- Task goal
Carry the R basics tutorial forward, picking up right after its last sentence.

- Source excerpt
** BEGIN **
R CONSOLE AND R COMMANDS
 
 The R console is the place where you will write different R commands and see the
results from the R commands.
The R commands are basically R codes that you will write in the R console to execute
an instruction you will give to the R software.
 An example of R commands.
 x= 1
 y= 2
 x+y
Please note that R is case-sensitive. X and x are not the same thing in R.
 
 
R SCRIPTS
 
 It is important to note that when you close R, the R
commands you wrote in the R console will disappear.
You may wish to save your R commands in a text file
and copy and paste them in the R console if you
want to reproduce what you did.
 You may also click on File->New script
 This will provide a R editor where you can write
your R codes and save the scripts accordingly.
 To access your saved R script, you can on File-
>Open script
 Then you can select the lines of the R codes you
want to execute and click on the small icon as per the
picture file.
 
VECTOR MANIPULATION
 
R has six basic 
data types 
(character, numeric, integer, logical and complex)
R operates on 
data structures 
(vector, list, matrix, data frame and factors)
We can set a vector named x using a R command as follows:
x<-c(10, 12.5, 7) or
x=c(10,12.5, 7)
c(10,12.5,7)->x
Vector arithmetic can be applied. (+, - ,* ,/ , ^)
Other functions can be applied to vectors (
log, exp, sin, cos, tan, sqrt, max, min,
sum, length, sort)
 
 
 
FUNCTIONS
 
Functions
 are objects which are either part of the R System (e.g. sum()) or user
written.
Example:
 
add2<-function(x) {
 
y<-x+2
 
return(y)
 
}
 Functions can be written with conditional execution (if statements) and repetitive
execution (for loops, repeat and while). See Resources for more information.
 
LOADING A DATA
 
 Before loading a data in R, it is important to load the working directory where
your file is located.
** END **
- Recorded information
** BEGIN **
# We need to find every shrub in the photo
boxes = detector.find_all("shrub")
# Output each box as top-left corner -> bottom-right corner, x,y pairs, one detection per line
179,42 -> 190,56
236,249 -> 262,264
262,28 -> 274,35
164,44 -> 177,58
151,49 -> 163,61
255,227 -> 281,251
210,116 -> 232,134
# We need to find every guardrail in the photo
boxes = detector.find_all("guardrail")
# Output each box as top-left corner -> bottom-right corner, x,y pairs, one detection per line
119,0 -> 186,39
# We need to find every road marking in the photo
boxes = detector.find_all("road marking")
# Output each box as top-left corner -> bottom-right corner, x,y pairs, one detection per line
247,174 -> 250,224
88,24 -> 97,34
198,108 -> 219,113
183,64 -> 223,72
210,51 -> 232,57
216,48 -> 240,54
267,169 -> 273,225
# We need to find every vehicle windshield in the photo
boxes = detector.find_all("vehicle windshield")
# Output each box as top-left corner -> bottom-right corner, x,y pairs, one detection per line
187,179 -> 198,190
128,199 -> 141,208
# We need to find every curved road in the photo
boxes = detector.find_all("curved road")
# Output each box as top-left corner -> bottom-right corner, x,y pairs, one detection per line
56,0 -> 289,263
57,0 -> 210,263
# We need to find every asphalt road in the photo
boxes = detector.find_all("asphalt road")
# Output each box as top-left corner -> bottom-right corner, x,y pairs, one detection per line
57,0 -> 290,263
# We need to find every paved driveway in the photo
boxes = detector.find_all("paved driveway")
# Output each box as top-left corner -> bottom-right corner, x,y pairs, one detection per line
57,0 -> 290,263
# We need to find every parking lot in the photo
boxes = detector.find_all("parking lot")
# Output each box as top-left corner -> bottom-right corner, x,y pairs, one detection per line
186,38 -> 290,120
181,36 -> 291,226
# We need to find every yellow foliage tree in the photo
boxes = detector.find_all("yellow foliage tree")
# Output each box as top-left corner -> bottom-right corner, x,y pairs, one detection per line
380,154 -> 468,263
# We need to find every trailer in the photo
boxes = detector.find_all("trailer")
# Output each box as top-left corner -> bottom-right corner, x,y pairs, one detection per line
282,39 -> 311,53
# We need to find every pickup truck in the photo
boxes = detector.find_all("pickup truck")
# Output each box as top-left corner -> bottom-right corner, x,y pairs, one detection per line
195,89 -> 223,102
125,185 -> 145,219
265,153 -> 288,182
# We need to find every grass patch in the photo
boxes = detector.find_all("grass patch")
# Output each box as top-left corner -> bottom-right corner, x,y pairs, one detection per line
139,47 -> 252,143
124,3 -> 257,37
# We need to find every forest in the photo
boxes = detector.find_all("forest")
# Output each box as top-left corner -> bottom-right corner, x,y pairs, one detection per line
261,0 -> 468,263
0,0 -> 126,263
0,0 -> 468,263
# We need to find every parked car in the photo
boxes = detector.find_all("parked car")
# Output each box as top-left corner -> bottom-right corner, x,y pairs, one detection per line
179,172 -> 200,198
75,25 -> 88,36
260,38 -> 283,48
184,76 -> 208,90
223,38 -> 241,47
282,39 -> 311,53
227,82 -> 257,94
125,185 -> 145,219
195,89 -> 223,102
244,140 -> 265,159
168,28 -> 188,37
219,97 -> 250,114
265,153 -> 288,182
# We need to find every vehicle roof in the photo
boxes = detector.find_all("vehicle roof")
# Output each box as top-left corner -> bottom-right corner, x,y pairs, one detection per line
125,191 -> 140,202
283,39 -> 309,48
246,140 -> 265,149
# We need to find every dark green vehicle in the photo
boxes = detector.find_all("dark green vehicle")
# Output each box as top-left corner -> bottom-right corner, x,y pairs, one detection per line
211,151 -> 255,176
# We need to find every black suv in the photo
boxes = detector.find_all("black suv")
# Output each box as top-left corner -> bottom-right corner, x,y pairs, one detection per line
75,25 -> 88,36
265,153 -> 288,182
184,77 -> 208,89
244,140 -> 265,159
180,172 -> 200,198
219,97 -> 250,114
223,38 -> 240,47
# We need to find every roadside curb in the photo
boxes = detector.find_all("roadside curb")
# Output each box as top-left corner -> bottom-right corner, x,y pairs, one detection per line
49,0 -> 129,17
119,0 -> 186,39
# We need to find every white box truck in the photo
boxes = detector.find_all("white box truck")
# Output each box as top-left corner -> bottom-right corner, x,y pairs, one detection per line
** END **
- Reply
 There are different functions which can be used to read a data in R such as
read.table() and scan().
 I would propose to read a comma separated value (csv) file because csv files are
rather convenient to work since in general it is less heavy than a usual xlsx file.
 I suggest that you convert your excel file into a csv file.
 Then use the function read.csv() to ready a file after having set your working
directory.
 Example
 data<-read.csv("car_insurance_claim.csv",header=T)
 
DATA USED FOR WORKSHOP
 
 For the purpose of this workshop,
we will consider the
“car_insurance_claim.xlsx” data.
The source of the data is
https://www.kaggle.com/xiaomengsun/car-
insurance-claim-data/code
 Data should normally be in an
appropriate format for analysis
purposes.
 Each row represents a case/record.
 Each column represents a variable.
 
DESCRIPTIVE STATISTICS
 
 All the R commands to do the different steps below and in forthcoming slides will be explained in
the workshop. (Please keep a record of your R codes in a notepad or through an R script)
 We will start by loading the data mentioned in the previous slide in R.
Do not forget to set your working directory first and convert in csv format.
 After loading the data we may view the data either in the R console or in a spreadsheet format.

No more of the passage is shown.